━━━ Source records

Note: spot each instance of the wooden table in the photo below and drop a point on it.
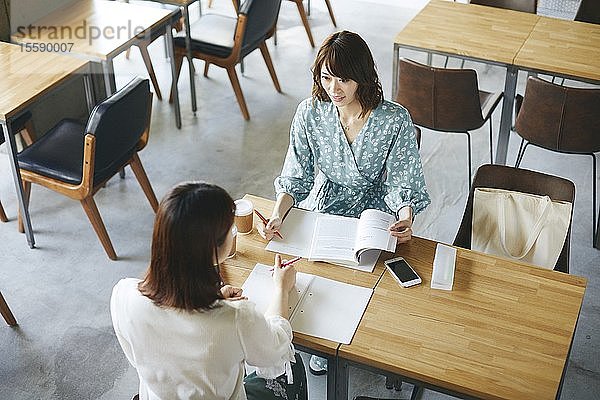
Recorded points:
(99, 30)
(564, 48)
(503, 332)
(486, 34)
(27, 77)
(251, 250)
(185, 4)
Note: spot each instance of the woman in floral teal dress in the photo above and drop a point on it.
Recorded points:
(349, 148)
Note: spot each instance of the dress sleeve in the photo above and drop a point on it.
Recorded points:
(404, 183)
(297, 175)
(266, 342)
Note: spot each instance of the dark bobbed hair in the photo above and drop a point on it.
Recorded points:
(346, 55)
(192, 221)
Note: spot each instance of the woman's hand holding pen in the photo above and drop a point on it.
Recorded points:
(402, 229)
(268, 230)
(232, 293)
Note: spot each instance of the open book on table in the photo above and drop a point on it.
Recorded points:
(319, 306)
(352, 242)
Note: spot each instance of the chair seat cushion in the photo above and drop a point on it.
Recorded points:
(212, 34)
(488, 101)
(59, 155)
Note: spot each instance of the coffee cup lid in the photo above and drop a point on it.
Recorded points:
(243, 207)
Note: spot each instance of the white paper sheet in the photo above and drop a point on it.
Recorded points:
(320, 307)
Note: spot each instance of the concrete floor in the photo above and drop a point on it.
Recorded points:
(65, 348)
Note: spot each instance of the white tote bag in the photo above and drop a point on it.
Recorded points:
(520, 226)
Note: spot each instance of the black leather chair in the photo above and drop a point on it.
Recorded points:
(76, 160)
(447, 100)
(21, 124)
(520, 180)
(225, 41)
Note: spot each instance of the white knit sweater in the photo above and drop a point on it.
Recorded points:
(200, 354)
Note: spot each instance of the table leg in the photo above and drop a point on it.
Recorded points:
(188, 47)
(510, 88)
(14, 166)
(341, 380)
(89, 91)
(108, 71)
(395, 71)
(174, 77)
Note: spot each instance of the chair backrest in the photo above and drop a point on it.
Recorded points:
(588, 11)
(261, 18)
(16, 124)
(520, 180)
(560, 118)
(439, 98)
(118, 123)
(529, 6)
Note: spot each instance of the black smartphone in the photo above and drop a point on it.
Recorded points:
(402, 272)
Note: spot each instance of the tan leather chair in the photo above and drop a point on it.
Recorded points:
(561, 119)
(520, 180)
(447, 100)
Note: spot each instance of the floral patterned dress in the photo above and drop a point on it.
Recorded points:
(380, 169)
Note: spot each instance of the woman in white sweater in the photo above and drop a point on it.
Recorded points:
(187, 335)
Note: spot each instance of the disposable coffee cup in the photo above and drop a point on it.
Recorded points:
(234, 243)
(243, 216)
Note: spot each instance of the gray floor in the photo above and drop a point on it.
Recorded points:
(64, 347)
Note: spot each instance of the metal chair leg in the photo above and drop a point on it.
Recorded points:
(469, 143)
(491, 141)
(594, 227)
(521, 153)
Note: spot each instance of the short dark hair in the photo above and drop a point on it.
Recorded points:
(192, 221)
(346, 55)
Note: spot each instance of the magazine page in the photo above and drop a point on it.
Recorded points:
(333, 239)
(297, 232)
(373, 232)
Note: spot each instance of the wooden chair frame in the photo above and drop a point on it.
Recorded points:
(85, 190)
(28, 135)
(229, 64)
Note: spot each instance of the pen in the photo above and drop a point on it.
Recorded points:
(265, 221)
(285, 264)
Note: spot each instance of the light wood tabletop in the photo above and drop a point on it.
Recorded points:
(562, 47)
(27, 76)
(251, 250)
(491, 34)
(99, 29)
(503, 332)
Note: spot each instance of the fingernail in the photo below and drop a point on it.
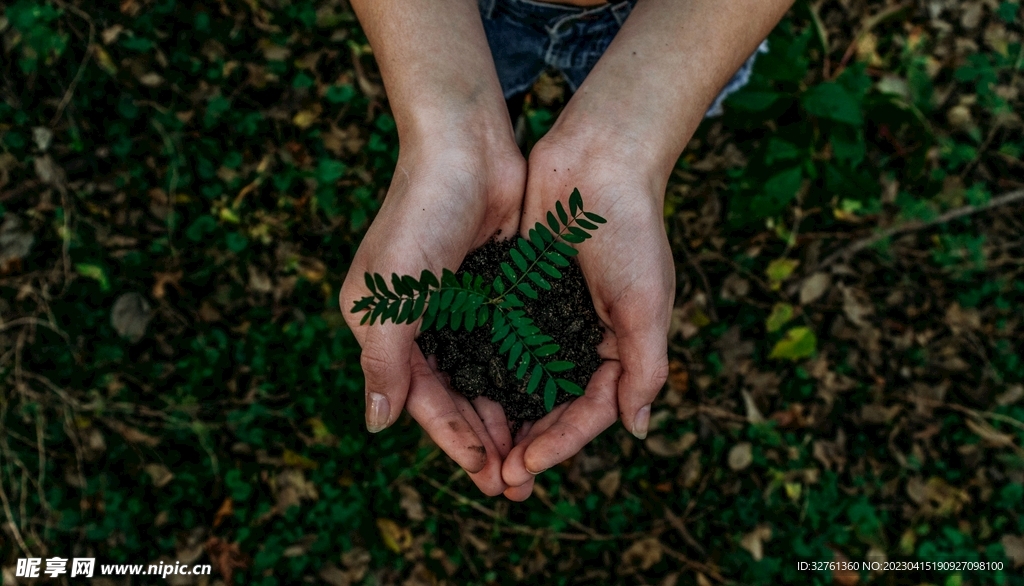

━━━━━━

**Problem to work on:** What you return should be exactly the lines above, starting at the one with "Note: spot each instance of the metal" and ending at the one with "Note: spot each instance of the magazine", and nothing else.

**Answer below:**
Note: spot each instance of the metal chair leg in the photo above and drop a point on it.
Recorded points:
(469, 143)
(491, 141)
(594, 227)
(521, 153)
Note: spot each instance of the short dark hair in the photo above and drop a point on it.
Recorded points:
(192, 221)
(346, 55)
Note: spot each instance of the magazine page in the photo above and drop a point on it.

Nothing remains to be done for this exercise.